▶ _Explore the material_
• a. In the dorm life article, what did dorm students say they were told about visitors?
• b. Write the next part of the article on dorm life during COVID, picking up after its final sentence.

▶ _Source passage_
━━━

Dorm Life in the Time of COVID
Student life at CSU has changed a lot in the year since the COVID-19 pandemic has come to our attention. The year 2020 has been an unforgettable and traumatic experience for most of the people in the world, uprooting their lives. Unemployment sky-rocketed, loved ones have been lost, politics has further polarized individuals, and life has quickly become all the more strange.
Thankfully, there are vaccines on the way, and the first few waves of people have already been vaccinated, or are in the process of getting vaccinated. That being said, it has been an unusually slow process in Georgia.
In the meantime, dorm life on CSU’s campus has adapted to establish protection and effective sanitization. Nevertheless, the pandemic has proved itself to be a bizarre reorientation of what is believed to be “normal.”
Jonathan Smith, a Sophomore Finance Major at CSU, when asked of his own personal experience with COVID, said, “It didn’t seem so serious at first, but as the number of cases began to rise it felt like everything was in short notice as we had to pack up and leave the dorms.” When asked about the current rules for people who live in the dorms, Smith explained that dorm students had been told they “were not allowed to have family come in, or friends who don’t already live in the dorms.”

━━━

[Collected data entries]
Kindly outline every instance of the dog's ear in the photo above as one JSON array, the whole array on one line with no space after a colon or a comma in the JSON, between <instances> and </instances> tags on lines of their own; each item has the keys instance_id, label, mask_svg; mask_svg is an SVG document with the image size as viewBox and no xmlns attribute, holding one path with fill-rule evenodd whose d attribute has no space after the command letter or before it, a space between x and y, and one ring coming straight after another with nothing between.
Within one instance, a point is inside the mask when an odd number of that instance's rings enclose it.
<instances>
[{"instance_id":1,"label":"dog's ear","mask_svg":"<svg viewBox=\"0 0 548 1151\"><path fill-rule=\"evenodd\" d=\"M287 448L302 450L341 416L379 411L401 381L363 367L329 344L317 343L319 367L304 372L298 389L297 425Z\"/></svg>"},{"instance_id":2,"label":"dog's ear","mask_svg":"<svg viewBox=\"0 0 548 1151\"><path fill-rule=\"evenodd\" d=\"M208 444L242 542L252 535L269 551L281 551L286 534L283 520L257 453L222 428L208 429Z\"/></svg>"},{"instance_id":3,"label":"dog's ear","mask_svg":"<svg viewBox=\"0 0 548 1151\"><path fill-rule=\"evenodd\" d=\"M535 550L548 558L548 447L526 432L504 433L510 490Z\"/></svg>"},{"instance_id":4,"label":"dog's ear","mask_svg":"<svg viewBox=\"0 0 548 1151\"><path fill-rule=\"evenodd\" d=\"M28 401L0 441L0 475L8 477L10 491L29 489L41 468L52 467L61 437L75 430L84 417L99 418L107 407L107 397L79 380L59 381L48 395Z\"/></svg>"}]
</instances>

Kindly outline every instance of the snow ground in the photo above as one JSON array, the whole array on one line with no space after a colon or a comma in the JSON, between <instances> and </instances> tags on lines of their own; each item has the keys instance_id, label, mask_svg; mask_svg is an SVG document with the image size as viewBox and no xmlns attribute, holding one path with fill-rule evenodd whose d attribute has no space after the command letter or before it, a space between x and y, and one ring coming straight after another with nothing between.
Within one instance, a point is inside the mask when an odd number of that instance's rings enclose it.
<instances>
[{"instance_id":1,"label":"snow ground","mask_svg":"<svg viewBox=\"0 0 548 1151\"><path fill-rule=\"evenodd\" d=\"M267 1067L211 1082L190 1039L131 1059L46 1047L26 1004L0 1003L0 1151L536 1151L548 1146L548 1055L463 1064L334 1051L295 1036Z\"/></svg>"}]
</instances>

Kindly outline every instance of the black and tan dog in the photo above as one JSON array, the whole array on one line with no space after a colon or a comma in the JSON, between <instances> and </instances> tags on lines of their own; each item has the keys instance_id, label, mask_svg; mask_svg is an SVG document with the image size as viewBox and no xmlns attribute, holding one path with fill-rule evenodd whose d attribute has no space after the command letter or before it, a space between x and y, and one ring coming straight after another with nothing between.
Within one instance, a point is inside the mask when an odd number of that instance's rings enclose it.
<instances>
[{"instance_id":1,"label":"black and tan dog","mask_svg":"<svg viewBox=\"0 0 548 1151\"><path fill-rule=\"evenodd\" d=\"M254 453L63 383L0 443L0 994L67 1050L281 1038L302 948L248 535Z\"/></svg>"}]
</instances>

━━━

▶ _Answer section_
• a. They were not allowed to have family come in, or friends who don't already live in the dorms.

• b.
Smith expressed the difficulty of staying in touch with friends, especially those back home. Though Smith felt saddened by his lack of interaction with friends and family, he has since learned to use software such as Zoom to speak with his loved ones. Thankfully new innovations within digital video calls and messaging applications have allowed students, not only those living in the dorms, to communicate remotely.
Some professors at CSU have resorted to traveling to Auburn to receive their vaccine shots. When asked about how he felt about the vaccination process in Georgia, Jonathan said, “it’s getting better, and I know a few who have been vaccinated, but even a few of my older family members who were over sixty years old still had to pull an arm and a leg to get the vaccine.”
Another student, Ryan Boles, a Sophomore Communication major, shared his personal experience with, and before COVID-19. “It was nice before it all happened, we could easily meet up and hangout with friends, but now it feels more or less like a ghost town.”
Boles had also mentioned how difficult it has been for him to be able to make time to speak with friends. “The no guest policy is a much needed restriction, but having to take online classes as well has made it feel like living in a small room alone.”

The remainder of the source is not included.